**Textauszug**.
Das ist ja unser Thema. Insofern möchte ich zunächst den Dank für die gelungene Präsentation beispielsweise des Brustkrebsprogramms und anderer Dinge aussprechen. Die Gesundheitsministerin hat das Land gut in Szene gesetzt. Aber unser Thema ist heute nicht dieses, sondern die systematische Frage.

Wir haben schon 2006 hier in diesem Hohen Haus eine zweite Konvergenzphase zur Angleichung der Basisfallwerte auf ein bundeseinheitliches Niveau gefordert. Passiert ist seitdem wenig. Die engagierte Gesundheitsministerin Trauernicht konnte eben nicht hexen. Die Bundesebene hat zwar mitgezogen, aber eben nicht die Länder. Immerhin, wir haben die 0,5 % Solidarabgabe der Krankenhäuser wegverhandelt. Ich sage jetzt einmal „wir“, weil ich mich in dem Stück durchaus mit der Landesregierung identifiziere. Das war ein wichtiges Ziel. Aber wir dürfen nicht vergessen: Reinverhandelt hat sie uns die Große Koalition im Bund.

(Beifall bei BÜNDNIS 90/DIE GRÜNEN und FDP - Dr. Heiner Garg [FDP]: Tolles Er- gebnis!)

Wir haben jetzt nur wieder plus minus null.

Wir müssen aber daran denken, dass die ganzen Dinge, die wir jetzt fordern, von den Beitragszahlern bezahlt werden müssen. An dieser Stelle beißt sich die Katze in den Schwanz. Da gibt es auch Trennendes zwischen der FDP und uns. Darauf komme ich noch zu sprechen. Bei allem, über was Bundesregierung, Landesparlamente, Landesregierungen, Krankenkassen, Kammern und so weiter verhandeln, ist immer klar zu sagen: Entweder man fordert den Steuerzahler oder die Beitragszahlerin. Wie man das tut, hat massive Auswirkungen auf unsere Krankenhäuser.

[Gespeicherte Dateneinträge]
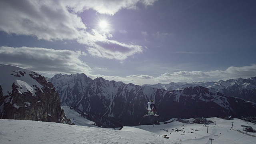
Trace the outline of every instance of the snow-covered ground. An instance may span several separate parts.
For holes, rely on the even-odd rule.
[[[77,125],[29,120],[0,120],[1,144],[256,144],[256,137],[243,132],[241,125],[256,129],[255,124],[240,119],[207,118],[207,124],[184,124],[174,120],[167,124],[125,126],[121,130],[94,127],[93,122],[80,116],[69,107],[62,107]],[[74,118],[74,119],[73,119]],[[234,122],[234,130],[230,130]],[[246,133],[246,132],[244,132]],[[247,132],[256,136],[256,133]],[[167,135],[164,138],[163,136]]]

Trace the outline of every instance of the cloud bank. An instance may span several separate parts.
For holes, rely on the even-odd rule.
[[[225,70],[216,70],[208,72],[182,71],[172,73],[166,72],[159,76],[152,77],[140,75],[127,76],[138,84],[168,84],[171,82],[196,82],[226,80],[238,78],[247,78],[256,76],[256,64],[241,67],[231,66]]]
[[[86,56],[86,54],[81,51],[42,48],[0,47],[0,63],[52,76],[60,73],[90,74],[91,68],[80,59]]]
[[[114,15],[122,9],[136,9],[138,3],[146,7],[155,1],[3,0],[0,2],[0,31],[50,41],[76,40],[86,45],[92,56],[123,60],[142,52],[142,46],[108,40],[111,34],[88,29],[79,14],[92,9]],[[114,48],[119,50],[112,50]]]

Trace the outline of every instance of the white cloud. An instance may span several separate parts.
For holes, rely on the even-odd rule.
[[[143,47],[141,46],[107,40],[105,34],[100,34],[94,30],[92,30],[91,34],[87,34],[78,41],[80,43],[90,46],[87,50],[89,53],[93,56],[124,60],[129,56],[142,53],[143,50]],[[92,35],[94,36],[91,36]]]
[[[77,40],[88,46],[89,53],[92,56],[123,60],[142,52],[142,47],[109,40],[108,38],[112,37],[111,34],[100,34],[95,30],[88,30],[78,14],[92,9],[100,14],[113,15],[122,9],[136,8],[138,3],[146,6],[152,5],[154,1],[1,0],[0,30],[9,34],[33,36],[48,41]],[[112,50],[113,46],[118,50]]]
[[[91,68],[79,58],[86,56],[84,52],[79,51],[0,47],[0,63],[22,67],[50,76],[59,73],[90,73]]]
[[[60,1],[1,0],[0,30],[47,40],[78,38],[86,27]]]
[[[134,9],[141,2],[145,7],[152,5],[156,0],[64,0],[62,2],[71,8],[76,12],[92,8],[102,14],[114,15],[122,9]]]
[[[154,78],[154,77],[153,76],[148,76],[148,75],[140,75],[140,76],[136,76],[136,75],[132,75],[132,76],[126,76],[126,78],[139,78],[142,79],[151,79]]]
[[[132,75],[120,79],[136,84],[167,84],[171,82],[195,82],[226,80],[239,78],[247,78],[256,76],[256,64],[241,67],[231,66],[225,70],[216,70],[208,72],[182,71],[171,73],[164,73],[159,76]]]

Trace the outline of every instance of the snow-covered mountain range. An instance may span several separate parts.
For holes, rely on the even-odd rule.
[[[256,102],[256,77],[243,79],[222,80],[218,82],[171,82],[168,84],[144,84],[166,90],[183,90],[189,86],[201,86],[220,92],[226,96],[235,96],[246,100]]]
[[[49,81],[59,92],[62,106],[112,117],[126,125],[138,124],[147,112],[147,102],[151,99],[155,100],[158,113],[162,116],[160,120],[256,115],[255,103],[201,86],[168,90],[102,78],[93,80],[84,74],[57,74]]]
[[[53,85],[40,74],[0,64],[0,119],[68,123]]]

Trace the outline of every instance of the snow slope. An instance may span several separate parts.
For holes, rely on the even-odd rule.
[[[36,88],[33,85],[36,85],[43,92],[43,86],[30,76],[32,74],[34,77],[37,77],[36,75],[39,74],[35,72],[16,66],[0,64],[0,74],[8,76],[0,76],[0,85],[3,90],[3,95],[8,95],[8,92],[12,92],[12,85],[14,83],[18,86],[18,89],[20,93],[28,91],[34,96]]]
[[[207,118],[214,123],[184,124],[174,120],[160,125],[125,126],[121,130],[93,127],[91,121],[68,107],[62,107],[78,125],[13,120],[0,120],[1,144],[256,144],[256,133],[243,132],[241,125],[256,129],[256,124],[239,119]],[[74,118],[74,120],[73,119]],[[170,120],[171,120],[173,119]],[[230,130],[234,122],[234,130]],[[81,125],[86,126],[82,126]],[[164,135],[169,139],[163,138]]]
[[[159,136],[29,120],[0,120],[1,144],[175,144]]]
[[[240,119],[207,118],[207,124],[174,121],[159,125],[124,127],[121,130],[30,120],[0,120],[1,144],[255,144],[256,137],[240,133],[241,125],[256,125]],[[234,122],[234,130],[230,130]],[[245,132],[246,133],[246,132]],[[256,133],[247,132],[256,136]],[[169,139],[164,138],[167,135]]]
[[[64,113],[66,116],[69,118],[75,125],[98,128],[97,126],[92,125],[94,123],[94,122],[81,116],[80,114],[74,109],[70,109],[70,107],[62,106],[61,108],[64,110]]]

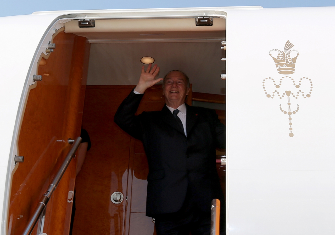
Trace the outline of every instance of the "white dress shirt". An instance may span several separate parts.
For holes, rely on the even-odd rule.
[[[173,111],[175,110],[175,109],[169,107],[167,105],[166,105],[166,107],[171,111],[171,112],[173,114]],[[183,126],[184,128],[184,133],[185,133],[185,136],[187,136],[186,135],[186,106],[185,105],[185,103],[182,104],[176,109],[178,109],[180,111],[177,114],[177,116],[182,121]]]
[[[135,91],[134,91],[134,93],[135,94],[141,94],[139,92]],[[172,114],[173,114],[173,111],[175,110],[175,109],[169,107],[167,105],[166,105],[166,107],[171,111]],[[177,116],[182,121],[182,123],[183,123],[183,127],[184,128],[184,133],[185,133],[185,136],[187,136],[186,134],[186,106],[185,105],[185,103],[182,104],[176,109],[178,109],[180,111],[177,114]]]

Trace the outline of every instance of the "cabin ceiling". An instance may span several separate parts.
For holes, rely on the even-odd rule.
[[[135,85],[143,65],[140,59],[149,56],[160,68],[158,78],[181,70],[189,77],[193,91],[225,94],[221,46],[220,41],[91,43],[87,85]]]

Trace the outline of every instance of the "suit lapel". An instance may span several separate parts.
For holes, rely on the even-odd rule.
[[[194,111],[194,109],[191,106],[187,104],[185,104],[186,106],[186,133],[188,136],[190,132],[198,119],[198,114]]]
[[[188,112],[187,111],[187,112]],[[162,120],[167,124],[171,126],[174,128],[181,132],[183,135],[185,135],[184,130],[182,129],[181,127],[179,126],[177,122],[176,118],[173,116],[173,114],[171,112],[171,111],[168,108],[166,105],[164,105],[164,106],[162,109]],[[187,118],[187,115],[186,114]],[[186,121],[187,123],[187,121]],[[187,124],[186,125],[187,127]]]

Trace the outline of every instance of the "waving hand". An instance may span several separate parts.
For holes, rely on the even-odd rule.
[[[162,78],[155,79],[155,77],[158,74],[159,71],[159,67],[157,67],[157,65],[151,69],[151,64],[149,64],[148,68],[144,71],[144,67],[142,66],[142,71],[138,83],[135,88],[135,91],[137,91],[141,94],[144,93],[147,88],[152,87],[157,83],[163,80]],[[151,69],[151,70],[150,70]]]

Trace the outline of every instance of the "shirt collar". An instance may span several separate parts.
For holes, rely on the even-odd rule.
[[[169,109],[169,110],[171,111],[171,113],[173,113],[173,111],[175,110],[175,109],[169,107],[167,105],[166,105],[166,107]],[[183,104],[175,109],[179,110],[179,111],[184,115],[186,115],[186,106],[185,105],[185,103],[183,103]]]

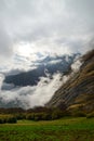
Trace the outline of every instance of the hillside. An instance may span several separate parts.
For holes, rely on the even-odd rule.
[[[80,69],[72,75],[52,97],[49,107],[80,107],[86,112],[94,110],[94,50],[81,59]]]

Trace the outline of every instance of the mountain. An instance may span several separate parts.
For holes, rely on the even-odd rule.
[[[55,92],[46,106],[94,111],[94,50],[80,57],[81,66]]]
[[[62,55],[62,56],[50,56],[43,57],[33,62],[33,69],[28,72],[19,72],[19,74],[9,73],[5,75],[3,80],[2,90],[13,89],[15,87],[26,87],[26,86],[36,86],[40,80],[40,77],[46,77],[48,74],[50,77],[54,73],[66,74],[70,69],[71,64],[80,54],[71,55]],[[18,70],[17,70],[18,72]],[[11,75],[12,74],[12,75]]]

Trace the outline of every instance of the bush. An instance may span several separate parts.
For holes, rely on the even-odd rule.
[[[17,119],[16,119],[16,117],[8,117],[6,118],[6,123],[9,123],[9,124],[16,124]]]
[[[86,115],[86,118],[93,118],[93,117],[94,117],[94,112]]]

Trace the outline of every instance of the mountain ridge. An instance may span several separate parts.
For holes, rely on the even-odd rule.
[[[80,60],[80,69],[54,93],[46,106],[57,107],[63,104],[67,108],[82,106],[85,111],[94,110],[94,50]]]

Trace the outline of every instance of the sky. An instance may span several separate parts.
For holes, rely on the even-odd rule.
[[[0,0],[0,63],[16,53],[84,53],[93,48],[93,13],[94,0]]]
[[[0,0],[0,86],[2,72],[32,69],[33,62],[48,55],[85,53],[91,49],[94,49],[94,0]],[[54,75],[50,85],[41,78],[36,87],[1,92],[0,98],[24,101],[23,91],[33,91],[33,98],[28,94],[27,99],[43,104],[42,100],[51,98],[48,88],[53,88],[54,93],[59,78],[59,74]],[[45,97],[41,93],[44,91]]]

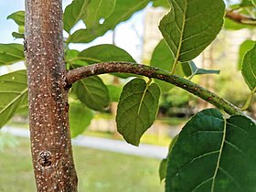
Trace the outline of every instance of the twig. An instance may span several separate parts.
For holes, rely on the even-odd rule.
[[[142,64],[130,62],[103,62],[71,69],[67,74],[67,86],[70,87],[77,80],[82,80],[86,77],[104,73],[132,73],[143,75],[148,78],[158,79],[180,87],[183,90],[198,96],[199,98],[215,105],[217,108],[224,110],[230,115],[243,114],[243,112],[241,112],[238,107],[188,80],[176,75],[171,75],[167,70]]]

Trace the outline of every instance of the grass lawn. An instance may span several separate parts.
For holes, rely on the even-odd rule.
[[[35,192],[28,138],[0,152],[0,191]],[[163,192],[159,160],[74,147],[80,192]]]

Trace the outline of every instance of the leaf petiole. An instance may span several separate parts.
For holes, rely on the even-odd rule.
[[[252,99],[255,92],[256,92],[256,87],[250,93],[249,97],[246,100],[246,102],[245,102],[244,106],[240,108],[241,111],[246,111],[249,108],[250,103],[251,101],[251,99]]]

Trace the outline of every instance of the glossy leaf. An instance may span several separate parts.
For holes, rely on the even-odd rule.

**Aufgabenstellung**.
Setzen Sie den Textauszug zur Krankenhausfinanzierung im Anschluss an seinen letzten Satz fort. Die Auflistung ist eigenständiges Material und gehört nicht zum Textauszug.

**Lösung**.
Seit Einführung der Fallpauschalen ist es nicht alles besser geworden, Frau Ministerin. Die Gewinnmargen lassen sich zwar nicht mehr durch möglichst lange Liegezeiten gewinnen. Aber es ist ein anderer Trend eingezogen. Ein Beispiel: Man kann jemanden aus der inneren Station entlassen, um ihn am Folgetag in der Urologie wieder einzuweisen. Dann ist es ein neuer Fall. Fallpauschalen führen zu mehr stationären Aufenthalten und zu mehr Operationen, sagen die Fachkritiker. Dem muss man nachgehen. Die Zahl der Gallenblasenoperationen hat sich seit der Einführung der DRGs ver

doppelt. Es ist unwahrscheinlich, dass plötzlich doppelt so viele Menschen schwer gallenkrank sind. Wahrscheinlich werden sie schneller operiert, weil es gutes Geld für die Klinik bringt, weil die Patienten problemlos ohne Gallenblase leben können und weil diese Operationen mit kurzen Liegezeiten durchgeführt werden können. Solchen Dingen muss man nachgehen.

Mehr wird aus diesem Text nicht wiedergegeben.